**Exercise task**
Please reproduce the listing below line for line, changing nothing.

**Data for this task**
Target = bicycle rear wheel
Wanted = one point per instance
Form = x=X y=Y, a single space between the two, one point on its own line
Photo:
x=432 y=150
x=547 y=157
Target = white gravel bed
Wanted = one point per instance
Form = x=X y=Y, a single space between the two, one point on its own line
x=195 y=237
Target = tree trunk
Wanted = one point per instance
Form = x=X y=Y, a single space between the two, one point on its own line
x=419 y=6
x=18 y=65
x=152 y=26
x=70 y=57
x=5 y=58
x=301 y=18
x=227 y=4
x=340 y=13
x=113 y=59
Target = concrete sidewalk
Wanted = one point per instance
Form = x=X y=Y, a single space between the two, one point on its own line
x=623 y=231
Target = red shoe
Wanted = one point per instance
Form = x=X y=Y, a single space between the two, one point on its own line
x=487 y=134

**Task solution**
Target = bicycle rear wheel
Wanted = one point per instance
Form = x=X y=Y, a single space between the two, one point on its own line
Photo:
x=432 y=150
x=547 y=157
Target = white gravel bed
Wanted = one point per instance
Form = x=X y=Y, a single space between the two, one point on its own line
x=195 y=237
Target = tree trunk
Wanted = one point per instance
Form = x=X y=Y, a single space between the two, one point on its own line
x=419 y=6
x=18 y=65
x=152 y=26
x=70 y=57
x=5 y=58
x=301 y=18
x=227 y=4
x=340 y=13
x=113 y=59
Target = concrete sidewalk
Wanted = one point per instance
Form = x=X y=Y, a single space between the two, one point on its own line
x=623 y=231
Target = red shoe
Wanted = one point per instance
Form = x=X y=Y, a single space between the two, one point on its own line
x=487 y=134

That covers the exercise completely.